***** 文書抜粋
この章で李東垣は、病が単に外部環境の影響(外因)だけでもなく、また単に生活習慣(内因)でもないことを例を挙げながら示している。
労役が受ける病あり、表虚なるときは、表実として作(な)さず、これを治すに当たり、虚のまま治すべしを弁ず
現代文
仕事や激しい動作が続くと、腎のあたりにある陰火が盛んに沸き立ちます。ところが、そうした作業がひと段落して、陰凉な場所で衣服を脱いだり、沐浴したあと背陰(ひかげ)になる所に腰を下ろすと、その陰火は下へと戻って腎に帰っていき、表面の皮膚や腠理が著しく虚し、陽気が失われた状態になります。そこへ風寒が吹きつけて冷やされると、ちょうど表が虚しているせいで防御力がなく、本来は外感の風寒(いわゆる表実)とは違うのに、見かけだけは風寒にやられたような症状が出てしまうのです。本人も周囲も「これは風寒外感にちがいない」と誤解して解表薬を求めれば、かえって元気をさらに損ない、あっという間に重大な結果を招くことになります。まぐれで死を免れたとしても、虚労を患って気血が衰え、回復もままならなくなるでしょう。
**********
***** 抽出一覧
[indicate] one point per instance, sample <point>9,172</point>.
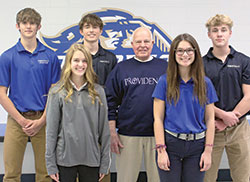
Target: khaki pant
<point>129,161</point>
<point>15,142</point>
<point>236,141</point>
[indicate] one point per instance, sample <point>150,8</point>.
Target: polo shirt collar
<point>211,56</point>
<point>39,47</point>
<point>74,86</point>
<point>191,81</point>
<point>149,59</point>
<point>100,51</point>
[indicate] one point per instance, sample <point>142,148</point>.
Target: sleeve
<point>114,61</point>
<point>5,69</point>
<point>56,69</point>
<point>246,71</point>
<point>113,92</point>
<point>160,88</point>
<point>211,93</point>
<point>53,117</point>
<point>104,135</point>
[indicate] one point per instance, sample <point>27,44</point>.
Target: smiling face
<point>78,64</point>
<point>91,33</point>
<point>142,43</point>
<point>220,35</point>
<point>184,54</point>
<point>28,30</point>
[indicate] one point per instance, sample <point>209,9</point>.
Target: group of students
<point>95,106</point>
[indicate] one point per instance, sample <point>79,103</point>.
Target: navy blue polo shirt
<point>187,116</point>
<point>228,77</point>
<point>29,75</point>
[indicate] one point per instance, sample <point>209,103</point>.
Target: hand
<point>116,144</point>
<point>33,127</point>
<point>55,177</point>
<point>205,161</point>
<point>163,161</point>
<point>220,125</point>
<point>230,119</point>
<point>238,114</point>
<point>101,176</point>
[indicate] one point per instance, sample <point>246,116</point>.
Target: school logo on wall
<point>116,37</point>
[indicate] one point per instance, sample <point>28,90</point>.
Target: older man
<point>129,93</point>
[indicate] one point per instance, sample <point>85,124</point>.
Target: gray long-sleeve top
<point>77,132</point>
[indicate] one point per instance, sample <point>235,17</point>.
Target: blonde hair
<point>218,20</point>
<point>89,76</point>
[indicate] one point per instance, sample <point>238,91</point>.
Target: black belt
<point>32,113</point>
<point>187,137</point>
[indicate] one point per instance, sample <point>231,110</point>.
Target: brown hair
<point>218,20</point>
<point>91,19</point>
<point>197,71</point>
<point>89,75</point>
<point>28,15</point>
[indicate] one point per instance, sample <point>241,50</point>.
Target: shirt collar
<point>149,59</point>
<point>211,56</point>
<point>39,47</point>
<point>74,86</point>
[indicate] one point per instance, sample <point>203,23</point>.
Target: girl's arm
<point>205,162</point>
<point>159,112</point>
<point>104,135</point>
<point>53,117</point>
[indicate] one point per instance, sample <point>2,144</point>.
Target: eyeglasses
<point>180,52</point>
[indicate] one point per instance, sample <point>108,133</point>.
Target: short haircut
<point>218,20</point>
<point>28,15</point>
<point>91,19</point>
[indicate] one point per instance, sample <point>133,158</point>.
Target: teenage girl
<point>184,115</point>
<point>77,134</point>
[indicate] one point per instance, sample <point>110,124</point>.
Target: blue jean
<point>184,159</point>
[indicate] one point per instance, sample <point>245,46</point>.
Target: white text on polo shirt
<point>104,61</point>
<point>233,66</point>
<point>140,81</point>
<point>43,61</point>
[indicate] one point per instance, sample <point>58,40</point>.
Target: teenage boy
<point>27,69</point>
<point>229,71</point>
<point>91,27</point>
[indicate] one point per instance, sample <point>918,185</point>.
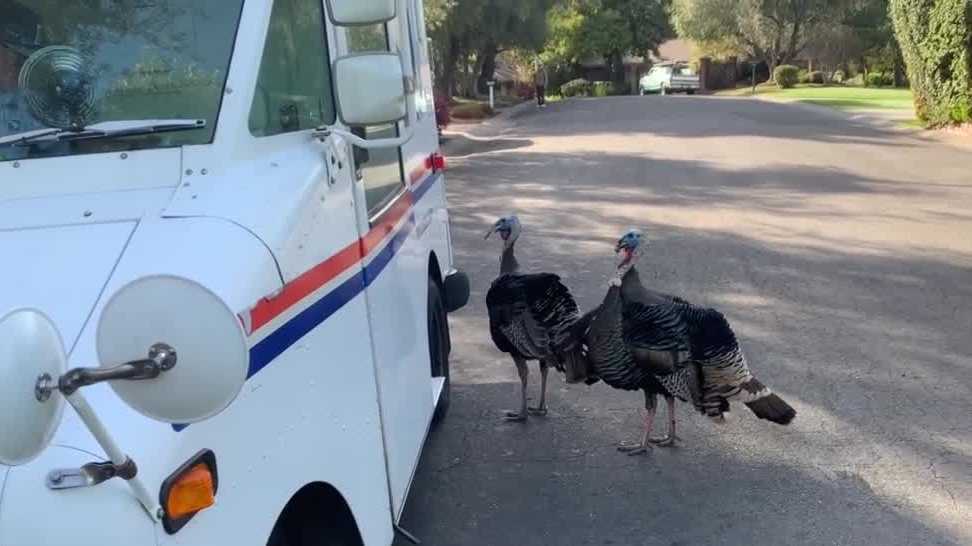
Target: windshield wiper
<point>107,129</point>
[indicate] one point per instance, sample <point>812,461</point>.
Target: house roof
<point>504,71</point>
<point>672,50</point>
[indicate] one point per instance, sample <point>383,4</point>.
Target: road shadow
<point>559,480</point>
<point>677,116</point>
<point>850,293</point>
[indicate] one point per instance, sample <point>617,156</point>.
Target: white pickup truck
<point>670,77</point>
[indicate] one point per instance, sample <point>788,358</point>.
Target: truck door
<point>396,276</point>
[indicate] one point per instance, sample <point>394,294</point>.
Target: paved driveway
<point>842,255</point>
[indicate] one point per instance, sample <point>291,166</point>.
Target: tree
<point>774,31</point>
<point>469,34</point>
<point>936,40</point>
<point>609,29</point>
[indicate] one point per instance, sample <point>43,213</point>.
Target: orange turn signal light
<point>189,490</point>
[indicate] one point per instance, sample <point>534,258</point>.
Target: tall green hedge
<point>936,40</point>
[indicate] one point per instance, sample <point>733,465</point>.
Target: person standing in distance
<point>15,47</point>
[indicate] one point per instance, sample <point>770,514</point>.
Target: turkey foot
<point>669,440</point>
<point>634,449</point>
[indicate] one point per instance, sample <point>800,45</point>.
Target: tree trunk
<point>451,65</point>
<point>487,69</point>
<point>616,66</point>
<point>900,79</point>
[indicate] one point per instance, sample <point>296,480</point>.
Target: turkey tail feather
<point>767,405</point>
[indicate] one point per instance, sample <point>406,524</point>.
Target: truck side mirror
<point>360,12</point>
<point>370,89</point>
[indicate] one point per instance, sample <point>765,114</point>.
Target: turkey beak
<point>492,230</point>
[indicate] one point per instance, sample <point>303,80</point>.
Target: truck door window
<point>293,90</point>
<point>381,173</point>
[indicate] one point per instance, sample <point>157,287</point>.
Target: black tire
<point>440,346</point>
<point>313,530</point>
**********
◆ 求められる作業 A ◆
李東垣の労役病についての文章によると、仕事や激しい動作が続くと、腎のあたりで盛んに沸き立つのは何ですか?
◆ 求められる作業 B ◆
李東垣の労役病についての文章の続きを、最後の文の後から書いてください。
上の抽出一覧は、ここでは使いません。

◆ 演習の解答 A ◆
陰火です。

◆ 演習の解答 B ◆
そもそも表虚の人が風寒によって外から閉塞されるのは、言わば「虚邪」が体表を犯している状態です。病が始まった一日から三日ほどは、外部の強い邪気によって起こる外感の症状と酷似する部分があり、まぎらわしいのです。そこで、医者にかかる際には「気が少ないのか、盛んで力強いのか」をよく見極めなければなりません。もし外部からの強力な邪気を受けた(外傷賊邪)なら、患者の声は前も後ろも張りがあって強く、大きく響きます。けれど労役による疲労や食べ過ぎ飲み過ぎなどで、表が虚して陽気が足りない病の場合は、息がすぐに切れて早くなり(短気・気促)、呼吸が荒く肩で息をし、言葉数も少なく、声も力なく弱々しいのです。この違いは明白であり、わずかな判断ミスが大きな誤診につながります。
以上は病状の見分け方(辨証)について述べたもので、実際の治療や用いる薬の理論については、改めてきちんと論じます。ここで先に言及したのは、表虚を表実だと思い込んで治療することの危険性をはっきり示すためです。
原文
弁労役受病表虚不作表実治之
或因労役動作、腎間陰火沸騰、事閑之際、或于陰涼処解脱衣裳、更有新沐浴、于背陰処坐臥、其陰火下行、還帰腎間、皮膚媵理極虚無陽、但風来為寒涼所遏、表虚不任其風寒、自認外感風寒、求医解表、以重絶元気、取禍如反掌。荀幸而免者、致虚労、気血皆弱、不能完復。且表虚之人、為風寒所遏、亦是虚邪犯表。始病一三日之間、特与外中賊邪有余之証頗相似処、故致疑惑、請医者只于気少気盛上辨之。其外傷賊邪、必語声前軽後重、高厲而有力;若是労役所傷、飲食不節、表虚不足之病、必短気気促、上気高喘、懶語、其声困弱而無力、至易見也。若毫厘之誤、則千里之謬。已上者弁証、別有治法用薬正論、故作此説、分解于後。